GIVEN REQUEST - Please render the lines from the one containing "[point] overall bib" through the final line as a numbered list, leaving out any blank lines.
-- begin STORED ROWS --
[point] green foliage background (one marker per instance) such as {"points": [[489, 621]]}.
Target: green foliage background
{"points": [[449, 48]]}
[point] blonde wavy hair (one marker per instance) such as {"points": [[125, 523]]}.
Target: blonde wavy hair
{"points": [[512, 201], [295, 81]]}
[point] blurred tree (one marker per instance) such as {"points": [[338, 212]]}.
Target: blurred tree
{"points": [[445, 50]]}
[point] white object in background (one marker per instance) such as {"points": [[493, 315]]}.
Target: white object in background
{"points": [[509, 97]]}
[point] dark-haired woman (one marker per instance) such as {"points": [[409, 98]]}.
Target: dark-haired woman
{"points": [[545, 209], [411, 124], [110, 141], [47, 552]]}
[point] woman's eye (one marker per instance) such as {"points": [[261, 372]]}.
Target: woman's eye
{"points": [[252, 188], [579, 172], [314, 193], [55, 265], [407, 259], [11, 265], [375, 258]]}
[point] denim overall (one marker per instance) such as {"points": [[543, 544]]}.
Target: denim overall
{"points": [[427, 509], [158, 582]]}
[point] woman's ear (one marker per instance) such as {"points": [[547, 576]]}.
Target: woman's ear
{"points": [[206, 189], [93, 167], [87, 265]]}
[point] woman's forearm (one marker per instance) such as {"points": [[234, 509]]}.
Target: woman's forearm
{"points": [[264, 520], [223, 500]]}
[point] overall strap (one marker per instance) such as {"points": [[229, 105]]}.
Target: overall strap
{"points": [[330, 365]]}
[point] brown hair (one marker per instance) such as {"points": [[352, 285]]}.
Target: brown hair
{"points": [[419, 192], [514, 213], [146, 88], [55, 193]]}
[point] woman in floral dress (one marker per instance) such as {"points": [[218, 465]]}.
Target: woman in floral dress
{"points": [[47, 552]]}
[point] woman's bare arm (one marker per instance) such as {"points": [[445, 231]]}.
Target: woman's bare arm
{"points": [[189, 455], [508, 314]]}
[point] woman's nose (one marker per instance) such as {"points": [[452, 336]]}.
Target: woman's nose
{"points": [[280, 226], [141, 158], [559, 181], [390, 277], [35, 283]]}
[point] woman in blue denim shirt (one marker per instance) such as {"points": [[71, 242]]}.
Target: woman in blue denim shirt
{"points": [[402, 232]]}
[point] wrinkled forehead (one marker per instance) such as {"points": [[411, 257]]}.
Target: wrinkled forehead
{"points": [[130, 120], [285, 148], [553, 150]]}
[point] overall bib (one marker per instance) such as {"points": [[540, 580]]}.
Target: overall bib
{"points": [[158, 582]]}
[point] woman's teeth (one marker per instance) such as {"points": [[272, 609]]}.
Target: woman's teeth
-- end STORED ROWS --
RIGHT ANSWER -
1. [point] overall bib (one marker per instance) such as {"points": [[540, 580]]}.
2. Target: overall bib
3. {"points": [[158, 582]]}
4. [point] woman's teeth (one marker per instance) such as {"points": [[272, 609]]}.
5. Target: woman's teeth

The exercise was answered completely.